- SET OF TASKS
a: In the A/D/S amp thread, rewrite the part from "Well, that's not" up to and including "it to jimmy.", changing "amp" to "amplifier".
b: According to the A/D/S amp thread, what is the fuse rating of the Orion HCCA 275r?
--- start of SUPPLIED PASSAGE ---
# A/D/S powah



## rescuemedic (Feb 12, 2015)

Did A/D/S ever have an amp capable of 1500 @ 1 ohm mono? If so, can it be found now?


----------



## Old Skewl (May 30, 2011)

Not that I recall


----------



## I800C0LLECT (Jan 26, 2009)

Check their Orion branding


----------



## rescuemedic (Feb 12, 2015)

I800C0LLECT said:


> Check their Orion branding


Any recommendations? Only thing I'm familiar with from Orion is the 225/250 HCCA's and not real sure if they have power up where I need it without going clear down to 1/2 ohm.


----------



## vwguy383 (Dec 4, 2008)

Get some soundstream amps. My recommendation would be the first rubicon series. Just as good as the reference line but without all headaches and problems.

Thanks
Justin


----------



## Guy (Feb 16, 2006)

a/d/s did not have any amps listed close to those specs.


----------



## Guy (Feb 16, 2006)

vwguy383 said:


> Get some soundstream amps. My recommendation would be the first rubicon series. Just as good as the reference line but without all headaches and problems.
> 
> Thanks
> Justin


None of the Reference or Rubicon series amps exceeded 1000 watts of rated power. 
Well, that's not strictly true- There was the Rubicon 501/ which strapped (they called it Bio Port or something) had a rated output of 1100 watts. A great amp setup that got passed over, and if you happen upon a couple, please contact me .


----------



## capea4 (Sep 2, 2010)

Orion HCCA 275r will run that, had one for a while and sold it to jimmy.

It's fused at 180 amps and needs dual power and grounds


----------
--- end of SUPPLIED PASSAGE ---
--- start of GIVEN RECORDS ---
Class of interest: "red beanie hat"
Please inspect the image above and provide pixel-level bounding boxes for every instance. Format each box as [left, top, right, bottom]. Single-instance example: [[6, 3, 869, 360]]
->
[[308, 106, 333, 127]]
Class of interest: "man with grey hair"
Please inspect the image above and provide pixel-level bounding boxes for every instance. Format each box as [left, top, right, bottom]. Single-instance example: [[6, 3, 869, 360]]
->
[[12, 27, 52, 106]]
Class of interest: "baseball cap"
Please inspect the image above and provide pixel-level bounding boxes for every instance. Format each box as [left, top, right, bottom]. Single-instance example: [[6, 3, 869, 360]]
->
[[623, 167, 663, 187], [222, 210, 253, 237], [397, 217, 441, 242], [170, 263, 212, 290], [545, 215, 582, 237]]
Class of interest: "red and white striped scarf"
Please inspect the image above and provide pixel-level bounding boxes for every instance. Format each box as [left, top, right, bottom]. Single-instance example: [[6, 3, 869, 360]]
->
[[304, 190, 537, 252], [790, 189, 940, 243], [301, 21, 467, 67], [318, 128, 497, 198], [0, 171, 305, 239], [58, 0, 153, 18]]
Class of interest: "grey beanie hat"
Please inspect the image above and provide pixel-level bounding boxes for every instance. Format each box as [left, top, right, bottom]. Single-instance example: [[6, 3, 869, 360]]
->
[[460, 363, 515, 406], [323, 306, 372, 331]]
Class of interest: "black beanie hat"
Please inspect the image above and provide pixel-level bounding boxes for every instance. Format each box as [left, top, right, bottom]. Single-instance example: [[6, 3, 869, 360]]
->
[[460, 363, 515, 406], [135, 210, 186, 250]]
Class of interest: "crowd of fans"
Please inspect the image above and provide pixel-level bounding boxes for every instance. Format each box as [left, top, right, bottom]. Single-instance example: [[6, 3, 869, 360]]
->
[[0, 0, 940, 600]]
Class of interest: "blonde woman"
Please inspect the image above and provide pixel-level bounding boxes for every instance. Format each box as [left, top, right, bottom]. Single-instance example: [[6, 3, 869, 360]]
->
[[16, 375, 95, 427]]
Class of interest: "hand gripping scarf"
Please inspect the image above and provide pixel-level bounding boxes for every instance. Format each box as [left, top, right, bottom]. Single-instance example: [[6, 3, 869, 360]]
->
--- end of GIVEN RECORDS ---
- RESPONSES TO THE TASKS
a:
Well, that's not strictly true- There was the Rubicon 501/ which strapped (they called it Bio Port or something) had a rated output of 1100 watts. A great amplifier setup that got passed over, and if you happen upon a couple, please contact me .


----------



## capea4 (Sep 2, 2010)

Orion HCCA 275r will run that, had one for a while and sold it to jimmy.

b: 180 amps.